[A block of data]
+ + + + + + +
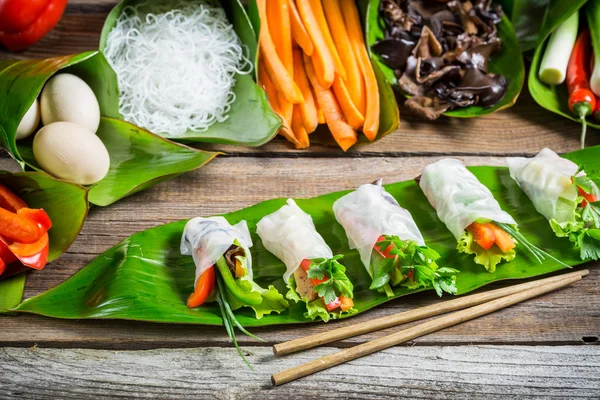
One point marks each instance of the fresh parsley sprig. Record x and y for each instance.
(337, 280)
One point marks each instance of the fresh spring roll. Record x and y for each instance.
(389, 242)
(313, 274)
(562, 192)
(470, 212)
(221, 253)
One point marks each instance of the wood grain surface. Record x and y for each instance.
(209, 367)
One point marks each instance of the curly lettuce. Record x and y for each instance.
(488, 258)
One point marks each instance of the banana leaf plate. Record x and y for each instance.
(251, 121)
(553, 98)
(389, 115)
(145, 278)
(138, 158)
(67, 206)
(508, 61)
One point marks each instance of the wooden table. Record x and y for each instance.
(540, 348)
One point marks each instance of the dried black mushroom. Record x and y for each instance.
(440, 50)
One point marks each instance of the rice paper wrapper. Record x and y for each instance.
(369, 212)
(458, 197)
(544, 178)
(289, 233)
(207, 239)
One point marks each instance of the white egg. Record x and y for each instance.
(71, 152)
(68, 98)
(29, 122)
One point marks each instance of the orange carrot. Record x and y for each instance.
(281, 78)
(299, 130)
(354, 80)
(317, 8)
(351, 113)
(308, 110)
(323, 60)
(343, 133)
(299, 31)
(355, 33)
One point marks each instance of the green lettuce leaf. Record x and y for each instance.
(488, 258)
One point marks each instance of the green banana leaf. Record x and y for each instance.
(507, 62)
(145, 277)
(132, 150)
(554, 98)
(67, 206)
(389, 114)
(251, 120)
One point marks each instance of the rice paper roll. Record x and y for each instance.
(458, 197)
(546, 179)
(290, 234)
(370, 212)
(207, 239)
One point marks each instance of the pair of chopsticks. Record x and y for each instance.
(470, 307)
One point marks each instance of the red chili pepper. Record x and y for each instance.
(25, 22)
(582, 101)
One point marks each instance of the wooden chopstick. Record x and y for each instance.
(419, 330)
(377, 324)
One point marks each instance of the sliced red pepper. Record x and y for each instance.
(36, 30)
(33, 255)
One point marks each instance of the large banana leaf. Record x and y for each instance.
(507, 62)
(145, 277)
(389, 114)
(67, 206)
(138, 158)
(251, 120)
(553, 98)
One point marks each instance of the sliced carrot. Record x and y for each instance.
(343, 133)
(317, 8)
(503, 239)
(265, 82)
(354, 80)
(281, 78)
(482, 234)
(355, 33)
(353, 116)
(308, 109)
(299, 33)
(324, 64)
(299, 130)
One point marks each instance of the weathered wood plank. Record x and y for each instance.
(477, 372)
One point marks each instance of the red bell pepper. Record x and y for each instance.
(25, 22)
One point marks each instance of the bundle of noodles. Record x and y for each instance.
(221, 253)
(176, 63)
(389, 242)
(474, 217)
(314, 276)
(563, 193)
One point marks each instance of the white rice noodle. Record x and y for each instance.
(458, 197)
(369, 212)
(207, 239)
(289, 233)
(176, 64)
(544, 178)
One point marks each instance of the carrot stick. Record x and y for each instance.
(317, 8)
(354, 80)
(351, 113)
(343, 133)
(299, 33)
(308, 109)
(355, 33)
(281, 78)
(323, 60)
(299, 130)
(265, 82)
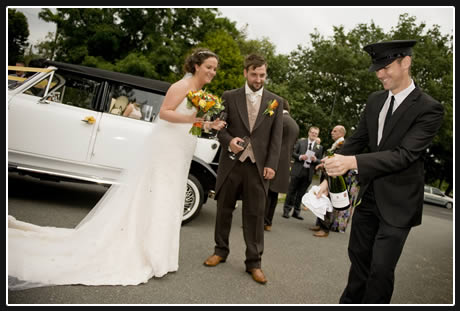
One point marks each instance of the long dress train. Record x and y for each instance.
(130, 236)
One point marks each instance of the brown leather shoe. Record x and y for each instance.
(257, 275)
(321, 234)
(213, 260)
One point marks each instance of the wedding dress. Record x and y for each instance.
(130, 236)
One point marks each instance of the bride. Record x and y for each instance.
(132, 234)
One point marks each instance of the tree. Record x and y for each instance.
(328, 83)
(18, 33)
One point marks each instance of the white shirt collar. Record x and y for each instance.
(251, 92)
(401, 96)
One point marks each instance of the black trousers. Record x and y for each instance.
(297, 188)
(325, 224)
(272, 200)
(243, 181)
(374, 250)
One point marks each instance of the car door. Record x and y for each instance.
(119, 134)
(53, 126)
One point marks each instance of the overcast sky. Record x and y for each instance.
(288, 27)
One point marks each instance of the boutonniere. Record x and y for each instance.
(272, 105)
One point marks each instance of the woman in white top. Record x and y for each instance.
(132, 234)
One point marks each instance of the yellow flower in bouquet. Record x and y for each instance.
(207, 105)
(270, 107)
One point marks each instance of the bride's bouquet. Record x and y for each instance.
(207, 105)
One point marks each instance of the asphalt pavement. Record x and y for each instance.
(301, 269)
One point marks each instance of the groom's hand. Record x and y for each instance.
(269, 173)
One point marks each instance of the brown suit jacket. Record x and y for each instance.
(265, 137)
(290, 133)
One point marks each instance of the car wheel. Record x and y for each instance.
(193, 199)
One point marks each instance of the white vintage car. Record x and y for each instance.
(68, 122)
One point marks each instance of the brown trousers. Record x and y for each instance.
+ + + + + + +
Work instructions: Format the lines of the records above as a Markdown table with two columns, No. for the row number and Entry for the line, omitting blank lines. Leave the pictures out of the table.

Task solution:
| No. | Entry |
|---|---|
| 1 | One point marks each instance of the fresh parsley sprig. Record x and y for each instance. |
| 2 | (337, 280) |
| 3 | One point marks each instance of the fresh spring roll. Record x and y for each instance. |
| 4 | (389, 242) |
| 5 | (313, 274) |
| 6 | (562, 192) |
| 7 | (470, 212) |
| 8 | (221, 253) |
| 9 | One point marks each instance of the wood grain surface. Record x and y for each instance. |
| 10 | (209, 367) |
| 11 | One point marks each instance of the curly lettuce. Record x and y for each instance. |
| 12 | (488, 258) |
| 13 | One point marks each instance of the banana leaf plate. Record x and y for each instance. |
| 14 | (251, 121) |
| 15 | (553, 98) |
| 16 | (389, 115) |
| 17 | (145, 278) |
| 18 | (138, 158) |
| 19 | (67, 206) |
| 20 | (508, 61) |
| 21 | One point marks each instance of the wooden table. Record x and y for each instance. |
| 22 | (540, 348) |
| 23 | One point marks each instance of the dried black mushroom. Record x and y for each instance. |
| 24 | (440, 50) |
| 25 | One point marks each instance of the rice paper wrapper. Record x and y for each instance. |
| 26 | (369, 212) |
| 27 | (458, 197) |
| 28 | (544, 178) |
| 29 | (289, 233) |
| 30 | (207, 239) |
| 31 | One point marks each instance of the white egg. Record x and y for each instance. |
| 32 | (71, 152) |
| 33 | (68, 98) |
| 34 | (29, 122) |
| 35 | One point marks each instance of the orange carrot. Record x and y for each instance. |
| 36 | (281, 78) |
| 37 | (299, 130) |
| 38 | (354, 80) |
| 39 | (317, 8) |
| 40 | (351, 113) |
| 41 | (308, 110) |
| 42 | (323, 60) |
| 43 | (343, 133) |
| 44 | (299, 31) |
| 45 | (355, 33) |
| 46 | One point marks each instance of the green lettuce leaf. Record x and y for each instance. |
| 47 | (488, 258) |
| 48 | One point marks each instance of the green banana leaf. Record x and y for each instance. |
| 49 | (507, 62) |
| 50 | (145, 277) |
| 51 | (132, 150) |
| 52 | (554, 98) |
| 53 | (67, 206) |
| 54 | (389, 114) |
| 55 | (251, 120) |
| 56 | One point marks each instance of the rice paper roll. Record x and y for each instance. |
| 57 | (458, 197) |
| 58 | (546, 179) |
| 59 | (290, 234) |
| 60 | (370, 212) |
| 61 | (207, 239) |
| 62 | One point marks each instance of the pair of chopsticks. Record x and y for each instance. |
| 63 | (470, 307) |
| 64 | One point marks each instance of the red chili pepper. Record x and y for each instance. |
| 65 | (25, 22) |
| 66 | (582, 101) |
| 67 | One point marks each instance of the wooden chopstick. Record x and y for each instance. |
| 68 | (419, 330) |
| 69 | (377, 324) |
| 70 | One point marks each instance of the sliced red pepper. Record x and y for each instance. |
| 71 | (36, 30) |
| 72 | (33, 255) |
| 73 | One point marks each instance of the large banana leaf. Record x and y for each instance. |
| 74 | (507, 62) |
| 75 | (145, 277) |
| 76 | (389, 114) |
| 77 | (67, 206) |
| 78 | (138, 158) |
| 79 | (251, 120) |
| 80 | (553, 98) |
| 81 | One point marks each instance of the sliced carrot. Record x and y for each instance. |
| 82 | (343, 133) |
| 83 | (317, 8) |
| 84 | (503, 239) |
| 85 | (265, 82) |
| 86 | (354, 80) |
| 87 | (281, 78) |
| 88 | (482, 234) |
| 89 | (355, 33) |
| 90 | (353, 116) |
| 91 | (308, 109) |
| 92 | (299, 33) |
| 93 | (324, 64) |
| 94 | (299, 130) |
| 95 | One point marks each instance of the weathered wood plank. Record x and y for each instance. |
| 96 | (477, 372) |
| 97 | One point marks each instance of the red bell pepper. Record x and y for each instance. |
| 98 | (25, 22) |
| 99 | One point marks each instance of the bundle of noodles. Record x and y for each instance. |
| 100 | (221, 253) |
| 101 | (176, 63) |
| 102 | (389, 242) |
| 103 | (474, 217) |
| 104 | (314, 276) |
| 105 | (563, 193) |
| 106 | One point marks each instance of the white rice noodle. Record x and y for each instance. |
| 107 | (458, 197) |
| 108 | (369, 212) |
| 109 | (207, 239) |
| 110 | (289, 233) |
| 111 | (176, 64) |
| 112 | (544, 178) |
| 113 | One point marks each instance of the carrot stick. Record x and y for each instance. |
| 114 | (317, 8) |
| 115 | (354, 80) |
| 116 | (351, 113) |
| 117 | (343, 133) |
| 118 | (299, 33) |
| 119 | (308, 109) |
| 120 | (355, 33) |
| 121 | (281, 78) |
| 122 | (323, 60) |
| 123 | (299, 130) |
| 124 | (265, 82) |
| 125 | One point marks each instance of the long dress train. Record x and y for each instance. |
| 126 | (130, 236) |
| 127 | One point marks each instance of the brown leather shoe. Record x and y for each instance. |
| 128 | (257, 275) |
| 129 | (321, 234) |
| 130 | (213, 260) |
| 131 | One point marks each instance of the wedding dress. Record x and y for each instance. |
| 132 | (130, 236) |
| 133 | One point marks each instance of the bride. Record x and y for each instance. |
| 134 | (132, 234) |
| 135 | One point marks each instance of the tree. Record x and y for each instance. |
| 136 | (328, 83) |
| 137 | (18, 33) |
| 138 | One point marks each instance of the white shirt collar. Record x and y for each instance. |
| 139 | (251, 92) |
| 140 | (401, 96) |
| 141 | One point marks each instance of the black trousers. Record x and y for each instance. |
| 142 | (297, 188) |
| 143 | (325, 224) |
| 144 | (272, 200) |
| 145 | (243, 181) |
| 146 | (374, 250) |
| 147 | One point marks each instance of the car door. Record x and y for each instance. |
| 148 | (119, 134) |
| 149 | (53, 126) |
| 150 | One point marks each instance of the overcast sky. Record x and y for each instance. |
| 151 | (288, 27) |
| 152 | One point marks each instance of the boutonniere. Record x and y for each instance. |
| 153 | (272, 105) |
| 154 | One point marks each instance of the woman in white top. Record x and y for each instance. |
| 155 | (132, 234) |
| 156 | One point marks each instance of the yellow flower in bouquet. Record x and y for each instance. |
| 157 | (207, 105) |
| 158 | (270, 107) |
| 159 | One point marks each instance of the bride's bouquet. Record x and y for each instance. |
| 160 | (207, 105) |
| 161 | One point marks each instance of the asphalt pavement. Record x and y for each instance. |
| 162 | (301, 269) |
| 163 | One point marks each instance of the groom's hand. Record x and y for each instance. |
| 164 | (269, 173) |
| 165 | One point marks each instance of the brown suit jacket. Record x and y for each instance. |
| 166 | (265, 137) |
| 167 | (290, 133) |
| 168 | One point marks each instance of the car wheel. Record x and y for each instance. |
| 169 | (193, 199) |
| 170 | One point marks each instance of the white vintage car. Record x and y for each instance. |
| 171 | (68, 122) |
| 172 | One point marks each instance of the brown trousers. Record x and y for each instance. |